- **THE TASK**
Restate the records below exactly. Pictures are not part of the copy.

(Referring expression grounding data)
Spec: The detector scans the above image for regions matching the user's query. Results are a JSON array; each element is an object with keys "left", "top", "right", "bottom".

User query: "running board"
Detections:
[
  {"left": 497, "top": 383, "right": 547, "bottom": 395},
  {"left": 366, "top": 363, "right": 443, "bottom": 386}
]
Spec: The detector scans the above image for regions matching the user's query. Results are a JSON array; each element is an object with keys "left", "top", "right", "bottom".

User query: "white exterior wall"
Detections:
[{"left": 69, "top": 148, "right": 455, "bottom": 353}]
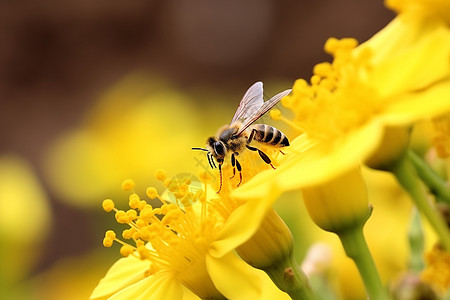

- **SOLUTION TO THIS TASK**
Spec: The detector scans the above image for regions matching the user's query. Results are a JSON array; each element is an object with keys "left", "top", "right", "bottom".

User query: "running board"
Detections:
[
  {"left": 497, "top": 383, "right": 547, "bottom": 395},
  {"left": 366, "top": 363, "right": 443, "bottom": 386}
]
Spec: The detector scans the above image for regions matching the user's query. Results are a JSON array; each element is an object with keys "left", "top", "right", "bottom".

User query: "white exterior wall"
Detections:
[{"left": 69, "top": 148, "right": 455, "bottom": 353}]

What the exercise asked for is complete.